<<<<

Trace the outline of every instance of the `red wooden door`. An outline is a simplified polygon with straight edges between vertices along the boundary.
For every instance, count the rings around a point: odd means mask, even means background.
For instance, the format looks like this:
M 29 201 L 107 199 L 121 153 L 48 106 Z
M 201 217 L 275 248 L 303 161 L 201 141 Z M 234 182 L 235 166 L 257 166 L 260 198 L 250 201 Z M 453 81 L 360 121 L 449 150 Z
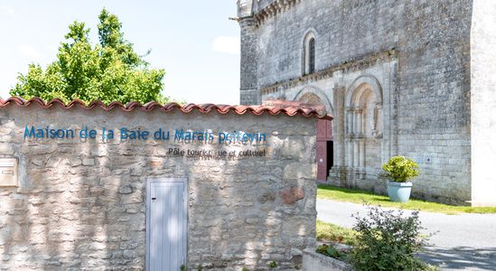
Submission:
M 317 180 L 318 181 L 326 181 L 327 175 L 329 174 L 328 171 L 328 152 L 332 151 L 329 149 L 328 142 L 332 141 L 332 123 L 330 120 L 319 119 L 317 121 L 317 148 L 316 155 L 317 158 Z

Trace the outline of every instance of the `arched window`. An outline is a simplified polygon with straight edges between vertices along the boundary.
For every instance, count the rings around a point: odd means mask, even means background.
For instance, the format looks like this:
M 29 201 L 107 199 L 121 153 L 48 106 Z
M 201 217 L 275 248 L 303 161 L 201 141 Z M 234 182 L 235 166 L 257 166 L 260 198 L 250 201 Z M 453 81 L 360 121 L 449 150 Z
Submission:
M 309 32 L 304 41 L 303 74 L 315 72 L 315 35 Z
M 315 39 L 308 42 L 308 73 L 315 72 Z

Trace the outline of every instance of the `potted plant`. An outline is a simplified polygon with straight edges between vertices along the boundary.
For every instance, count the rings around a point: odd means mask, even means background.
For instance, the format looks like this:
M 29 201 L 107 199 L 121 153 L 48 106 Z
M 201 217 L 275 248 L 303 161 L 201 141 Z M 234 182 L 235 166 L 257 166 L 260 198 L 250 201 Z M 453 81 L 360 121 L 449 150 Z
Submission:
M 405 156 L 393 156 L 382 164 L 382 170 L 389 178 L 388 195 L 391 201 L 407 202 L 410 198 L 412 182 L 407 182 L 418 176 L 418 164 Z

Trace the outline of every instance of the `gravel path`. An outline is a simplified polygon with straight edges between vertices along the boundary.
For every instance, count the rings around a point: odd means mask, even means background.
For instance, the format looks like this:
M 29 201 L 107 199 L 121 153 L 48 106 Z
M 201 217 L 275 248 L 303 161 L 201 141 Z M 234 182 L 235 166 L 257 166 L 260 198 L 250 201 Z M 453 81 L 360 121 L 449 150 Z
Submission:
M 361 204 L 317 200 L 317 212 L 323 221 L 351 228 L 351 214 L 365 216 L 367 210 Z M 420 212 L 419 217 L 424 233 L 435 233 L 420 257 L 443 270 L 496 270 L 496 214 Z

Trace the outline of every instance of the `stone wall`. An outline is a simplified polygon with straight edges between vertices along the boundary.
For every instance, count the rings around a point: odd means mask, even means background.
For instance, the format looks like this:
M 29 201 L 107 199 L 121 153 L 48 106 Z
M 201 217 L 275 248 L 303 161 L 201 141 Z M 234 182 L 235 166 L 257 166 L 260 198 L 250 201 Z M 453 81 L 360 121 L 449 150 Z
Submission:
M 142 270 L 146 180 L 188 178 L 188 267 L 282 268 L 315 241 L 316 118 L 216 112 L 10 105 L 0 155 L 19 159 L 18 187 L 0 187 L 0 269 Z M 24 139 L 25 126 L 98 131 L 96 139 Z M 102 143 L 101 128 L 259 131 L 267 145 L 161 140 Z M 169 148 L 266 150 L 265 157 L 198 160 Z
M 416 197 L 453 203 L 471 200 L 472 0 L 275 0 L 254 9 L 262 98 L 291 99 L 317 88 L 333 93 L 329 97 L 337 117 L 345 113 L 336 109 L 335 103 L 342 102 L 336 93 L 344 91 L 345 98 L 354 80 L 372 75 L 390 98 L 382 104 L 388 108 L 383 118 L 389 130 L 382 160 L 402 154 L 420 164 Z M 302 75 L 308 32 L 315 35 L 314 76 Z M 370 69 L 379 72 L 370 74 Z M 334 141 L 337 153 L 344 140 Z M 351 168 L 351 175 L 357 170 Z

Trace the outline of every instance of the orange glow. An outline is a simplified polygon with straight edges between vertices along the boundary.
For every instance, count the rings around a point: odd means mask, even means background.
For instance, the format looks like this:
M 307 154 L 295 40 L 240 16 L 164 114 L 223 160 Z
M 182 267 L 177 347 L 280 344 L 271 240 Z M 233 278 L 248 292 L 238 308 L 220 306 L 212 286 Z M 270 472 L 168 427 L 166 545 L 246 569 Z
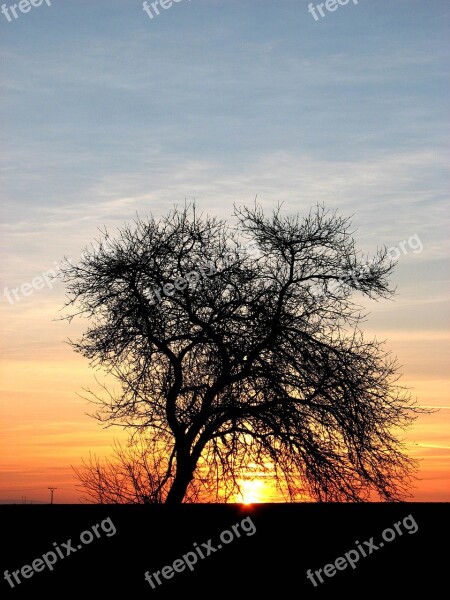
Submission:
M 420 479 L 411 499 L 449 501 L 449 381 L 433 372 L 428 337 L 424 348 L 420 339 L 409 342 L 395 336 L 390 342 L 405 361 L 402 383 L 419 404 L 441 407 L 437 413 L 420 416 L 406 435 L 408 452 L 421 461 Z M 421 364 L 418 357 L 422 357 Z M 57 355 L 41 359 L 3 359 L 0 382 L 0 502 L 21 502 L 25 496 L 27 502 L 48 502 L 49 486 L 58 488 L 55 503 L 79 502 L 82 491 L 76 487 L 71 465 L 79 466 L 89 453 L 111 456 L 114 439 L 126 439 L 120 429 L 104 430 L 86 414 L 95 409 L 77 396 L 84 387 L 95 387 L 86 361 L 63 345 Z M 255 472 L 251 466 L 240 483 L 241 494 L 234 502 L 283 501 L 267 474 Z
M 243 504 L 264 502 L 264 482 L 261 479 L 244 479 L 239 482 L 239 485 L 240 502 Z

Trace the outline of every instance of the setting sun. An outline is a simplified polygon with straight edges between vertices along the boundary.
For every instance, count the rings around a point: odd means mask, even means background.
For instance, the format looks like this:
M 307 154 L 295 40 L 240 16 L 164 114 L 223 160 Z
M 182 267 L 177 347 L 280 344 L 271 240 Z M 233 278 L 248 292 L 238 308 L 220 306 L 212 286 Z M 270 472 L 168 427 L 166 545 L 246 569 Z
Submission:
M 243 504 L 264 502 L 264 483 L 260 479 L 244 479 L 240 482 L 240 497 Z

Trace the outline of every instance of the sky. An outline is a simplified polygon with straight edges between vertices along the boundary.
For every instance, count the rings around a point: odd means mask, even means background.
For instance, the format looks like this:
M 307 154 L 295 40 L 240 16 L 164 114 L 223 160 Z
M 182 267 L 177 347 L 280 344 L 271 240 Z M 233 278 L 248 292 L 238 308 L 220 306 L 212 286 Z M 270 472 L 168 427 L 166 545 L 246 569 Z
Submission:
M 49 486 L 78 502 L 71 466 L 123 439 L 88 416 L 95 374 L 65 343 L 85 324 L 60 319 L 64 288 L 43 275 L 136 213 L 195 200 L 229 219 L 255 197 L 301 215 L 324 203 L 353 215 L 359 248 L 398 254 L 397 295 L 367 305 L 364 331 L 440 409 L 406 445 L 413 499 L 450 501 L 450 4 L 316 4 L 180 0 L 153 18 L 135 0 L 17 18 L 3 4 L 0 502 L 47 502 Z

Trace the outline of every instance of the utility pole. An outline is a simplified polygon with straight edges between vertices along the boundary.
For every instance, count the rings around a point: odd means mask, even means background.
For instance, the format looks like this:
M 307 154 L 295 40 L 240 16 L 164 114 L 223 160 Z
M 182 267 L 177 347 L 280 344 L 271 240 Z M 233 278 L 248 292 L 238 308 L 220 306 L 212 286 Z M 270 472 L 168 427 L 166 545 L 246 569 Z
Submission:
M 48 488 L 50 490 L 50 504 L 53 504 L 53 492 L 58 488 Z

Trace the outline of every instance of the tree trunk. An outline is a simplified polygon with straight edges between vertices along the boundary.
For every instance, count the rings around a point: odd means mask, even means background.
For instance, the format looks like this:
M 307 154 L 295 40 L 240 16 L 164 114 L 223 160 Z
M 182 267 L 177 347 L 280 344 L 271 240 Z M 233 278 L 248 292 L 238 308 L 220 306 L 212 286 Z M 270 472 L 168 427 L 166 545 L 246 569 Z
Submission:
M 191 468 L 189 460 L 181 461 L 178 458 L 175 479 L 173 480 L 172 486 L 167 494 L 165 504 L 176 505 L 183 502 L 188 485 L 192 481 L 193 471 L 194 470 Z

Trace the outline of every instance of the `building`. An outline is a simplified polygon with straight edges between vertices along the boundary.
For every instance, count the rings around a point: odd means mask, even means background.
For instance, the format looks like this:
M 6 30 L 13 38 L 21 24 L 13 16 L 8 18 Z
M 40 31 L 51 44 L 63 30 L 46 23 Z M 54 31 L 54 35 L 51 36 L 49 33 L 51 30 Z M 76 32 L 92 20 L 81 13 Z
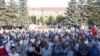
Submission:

>>>>

* **EXERCISE DIRECTIONS**
Copy everything from the start of the records down to the line containing "M 315 39 L 308 42 L 308 73 L 315 72 Z", and change "background" to "backdrop" while keeping everything else the same. Leave the pictures out of your copy.

* **TASK RESPONSE**
Trace the outline of every instance of the `red wooden door`. An outline is a simplified polygon with straight edges between vertices along the boundary.
For every instance, count the rings around a point: odd means mask, even means backdrop.
For instance, the format looks like this:
M 29 201 L 107 199 L 121 153 L 48 106 Z
M 201 217 L 275 248 L 303 161 L 201 141 Z M 234 182 L 235 166 L 257 166 L 260 198 L 250 201 Z M 453 81 L 360 121 L 449 150 Z
Submission:
M 317 180 L 318 181 L 326 181 L 327 175 L 329 174 L 328 171 L 328 152 L 332 151 L 329 149 L 328 142 L 332 141 L 332 123 L 330 120 L 319 119 L 317 121 L 317 148 L 316 155 L 317 158 Z

Trace the outline of every instance of the `arched window`. An outline is a simplified polygon with straight edges between vertices along the boundary.
For every instance, count the rings around a point: odd means mask, even means backdrop.
For instance, the format looks like this:
M 29 201 L 107 199 L 121 153 L 48 106 Z
M 201 217 L 275 248 L 303 161 L 201 141 Z M 234 182 L 235 166 L 257 166 L 260 198 L 250 201 Z M 453 81 L 360 121 L 449 150 Z
Submission:
M 309 32 L 304 41 L 303 74 L 315 72 L 315 35 Z
M 315 39 L 308 42 L 308 73 L 315 72 Z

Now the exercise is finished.